╭─ Texte proposé

Le temple du Seigneur ayant été commencé la quatrième année du règne de Salomon, fut achevé la onzième ; c’est-à-dire, qu’on ne fut que sept ans à faire ce grand ouvrage (1 Rois 6.37-38). On en fit la dédicace l’année suivante, qui est l’an du monde 3001. Pour rendre cette cérémonie plus auguste, Salomon choisit le huitième jour du septième mois de l’année sainte (2 Chroniques 5.1-3), qui était le premier de l’année civile, et qui répondait à notre mois d’octobre. La cérémonie de la dédicace dura sept jours, au bout desquels coinmença la fête des Tabernacles, qui dura encore sept jours. De manière que tout le peuple demeura à Jérusalem quatorze ou quinze jours ; depuis le 8 jusqu’au 22 du septième mois. Salomon fit venir à cette solennité tous les anciens d’Israël et tout le peuple. Les prêtres et les lévites portèrent dans le temple premièrement tous les présents que David y avait faits, et qui furent mis en dépôt dans les trésors du lieu saint ; ensuite on y plaça les ornements et les vases destinés au service de l’autel et du sanctuaire. Enfin on y porta en grande solennité l’arche d’alliance, le roi et tout le peuple marchant devant, pendant que les prêtes immolaient une infinité de victimes partout où l’arche passait.

╰─
╭─ Données fournies

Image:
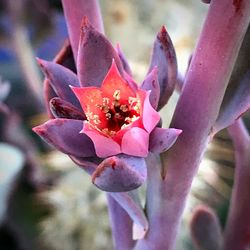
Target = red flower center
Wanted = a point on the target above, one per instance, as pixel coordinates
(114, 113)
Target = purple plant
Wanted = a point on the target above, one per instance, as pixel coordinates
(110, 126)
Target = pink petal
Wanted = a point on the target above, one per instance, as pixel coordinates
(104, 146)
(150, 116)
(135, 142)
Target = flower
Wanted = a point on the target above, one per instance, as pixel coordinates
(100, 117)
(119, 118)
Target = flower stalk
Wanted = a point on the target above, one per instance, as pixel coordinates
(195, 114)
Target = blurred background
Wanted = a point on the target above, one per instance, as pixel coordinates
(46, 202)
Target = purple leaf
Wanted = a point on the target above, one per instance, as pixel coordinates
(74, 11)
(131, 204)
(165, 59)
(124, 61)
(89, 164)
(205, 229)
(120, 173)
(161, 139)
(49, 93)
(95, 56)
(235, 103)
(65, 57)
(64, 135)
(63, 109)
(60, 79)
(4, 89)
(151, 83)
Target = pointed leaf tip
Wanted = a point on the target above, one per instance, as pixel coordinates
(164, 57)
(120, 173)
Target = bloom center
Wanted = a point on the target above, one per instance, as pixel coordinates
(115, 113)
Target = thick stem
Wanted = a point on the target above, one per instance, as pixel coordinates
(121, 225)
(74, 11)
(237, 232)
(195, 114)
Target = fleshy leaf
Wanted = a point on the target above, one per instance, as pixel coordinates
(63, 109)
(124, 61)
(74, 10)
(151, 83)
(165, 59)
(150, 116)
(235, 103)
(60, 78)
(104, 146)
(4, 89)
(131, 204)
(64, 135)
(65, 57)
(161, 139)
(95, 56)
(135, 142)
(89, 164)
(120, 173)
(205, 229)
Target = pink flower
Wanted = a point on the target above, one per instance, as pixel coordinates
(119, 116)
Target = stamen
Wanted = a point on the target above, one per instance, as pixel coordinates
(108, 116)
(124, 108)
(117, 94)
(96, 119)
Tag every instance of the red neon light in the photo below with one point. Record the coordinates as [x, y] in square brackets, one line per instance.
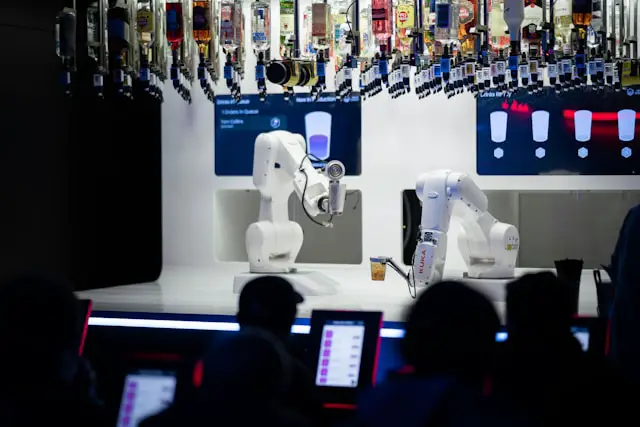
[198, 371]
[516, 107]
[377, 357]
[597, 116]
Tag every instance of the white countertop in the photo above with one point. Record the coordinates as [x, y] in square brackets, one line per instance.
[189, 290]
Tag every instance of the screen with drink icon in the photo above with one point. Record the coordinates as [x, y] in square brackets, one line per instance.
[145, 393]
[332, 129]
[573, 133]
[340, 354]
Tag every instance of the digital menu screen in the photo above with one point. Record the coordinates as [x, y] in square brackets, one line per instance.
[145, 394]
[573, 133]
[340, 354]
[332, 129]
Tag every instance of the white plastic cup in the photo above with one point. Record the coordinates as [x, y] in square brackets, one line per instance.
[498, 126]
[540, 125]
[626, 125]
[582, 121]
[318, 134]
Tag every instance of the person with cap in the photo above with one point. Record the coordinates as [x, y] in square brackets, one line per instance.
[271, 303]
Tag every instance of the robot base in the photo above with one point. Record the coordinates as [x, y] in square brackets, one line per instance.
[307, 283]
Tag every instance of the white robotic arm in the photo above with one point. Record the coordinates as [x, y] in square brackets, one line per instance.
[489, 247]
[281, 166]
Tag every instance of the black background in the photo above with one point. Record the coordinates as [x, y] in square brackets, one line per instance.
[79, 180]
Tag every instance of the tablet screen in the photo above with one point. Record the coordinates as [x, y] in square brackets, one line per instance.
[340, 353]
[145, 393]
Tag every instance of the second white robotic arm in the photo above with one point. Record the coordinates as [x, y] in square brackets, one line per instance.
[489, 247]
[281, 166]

╰─
╭─ Données fournies

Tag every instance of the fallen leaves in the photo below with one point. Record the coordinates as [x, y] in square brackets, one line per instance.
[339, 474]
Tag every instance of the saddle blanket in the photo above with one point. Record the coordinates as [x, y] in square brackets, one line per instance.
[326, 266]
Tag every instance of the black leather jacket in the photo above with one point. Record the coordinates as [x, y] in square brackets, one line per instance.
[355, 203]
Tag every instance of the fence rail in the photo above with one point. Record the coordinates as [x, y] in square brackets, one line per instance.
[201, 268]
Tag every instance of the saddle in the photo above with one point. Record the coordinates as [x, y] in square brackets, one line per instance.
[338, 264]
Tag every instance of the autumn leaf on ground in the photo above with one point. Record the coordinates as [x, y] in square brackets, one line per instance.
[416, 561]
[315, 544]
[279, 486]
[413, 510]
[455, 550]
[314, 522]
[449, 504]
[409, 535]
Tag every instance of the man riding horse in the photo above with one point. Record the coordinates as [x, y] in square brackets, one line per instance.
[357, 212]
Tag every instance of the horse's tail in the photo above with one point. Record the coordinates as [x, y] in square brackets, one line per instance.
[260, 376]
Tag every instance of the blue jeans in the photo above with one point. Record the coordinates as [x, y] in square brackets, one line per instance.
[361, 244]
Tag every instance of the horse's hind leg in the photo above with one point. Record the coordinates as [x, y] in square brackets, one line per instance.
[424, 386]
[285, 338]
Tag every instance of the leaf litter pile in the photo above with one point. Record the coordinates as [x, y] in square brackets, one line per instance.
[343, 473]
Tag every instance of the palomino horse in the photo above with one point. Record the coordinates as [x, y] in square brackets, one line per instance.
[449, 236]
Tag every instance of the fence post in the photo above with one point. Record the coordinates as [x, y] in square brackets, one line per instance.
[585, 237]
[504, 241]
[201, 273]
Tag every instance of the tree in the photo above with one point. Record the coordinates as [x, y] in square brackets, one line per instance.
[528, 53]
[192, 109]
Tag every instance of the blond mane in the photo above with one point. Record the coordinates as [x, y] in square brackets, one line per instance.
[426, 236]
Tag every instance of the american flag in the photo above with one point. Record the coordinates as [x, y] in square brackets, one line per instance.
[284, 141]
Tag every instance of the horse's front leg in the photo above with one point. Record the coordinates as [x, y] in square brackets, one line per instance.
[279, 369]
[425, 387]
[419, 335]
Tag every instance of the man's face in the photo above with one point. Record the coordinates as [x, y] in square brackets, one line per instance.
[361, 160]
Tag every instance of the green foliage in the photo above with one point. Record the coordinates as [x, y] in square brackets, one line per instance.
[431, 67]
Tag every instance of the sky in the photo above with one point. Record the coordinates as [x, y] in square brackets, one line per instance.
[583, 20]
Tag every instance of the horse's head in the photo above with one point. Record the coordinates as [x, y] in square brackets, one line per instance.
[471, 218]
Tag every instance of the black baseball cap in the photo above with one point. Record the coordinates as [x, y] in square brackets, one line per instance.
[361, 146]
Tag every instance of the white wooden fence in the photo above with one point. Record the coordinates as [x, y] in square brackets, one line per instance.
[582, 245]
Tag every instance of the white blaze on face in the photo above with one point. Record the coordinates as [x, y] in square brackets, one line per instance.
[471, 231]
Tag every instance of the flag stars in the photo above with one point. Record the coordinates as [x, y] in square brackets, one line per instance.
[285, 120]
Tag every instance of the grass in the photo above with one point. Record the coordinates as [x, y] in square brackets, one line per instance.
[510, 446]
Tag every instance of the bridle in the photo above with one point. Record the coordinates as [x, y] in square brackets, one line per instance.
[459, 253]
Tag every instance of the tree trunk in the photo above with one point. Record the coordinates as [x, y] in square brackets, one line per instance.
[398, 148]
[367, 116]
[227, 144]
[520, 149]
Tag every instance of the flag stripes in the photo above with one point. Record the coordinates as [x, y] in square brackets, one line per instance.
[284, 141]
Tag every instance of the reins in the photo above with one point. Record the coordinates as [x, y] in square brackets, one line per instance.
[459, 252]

╰─

Consigne
D'après le texte sur la dédicace du temple de Salomon, combien d'années a-t-il fallu pour construire le temple ? Les enregistrements n'ont aucun lien avec le texte.

Réponse
Sept ans.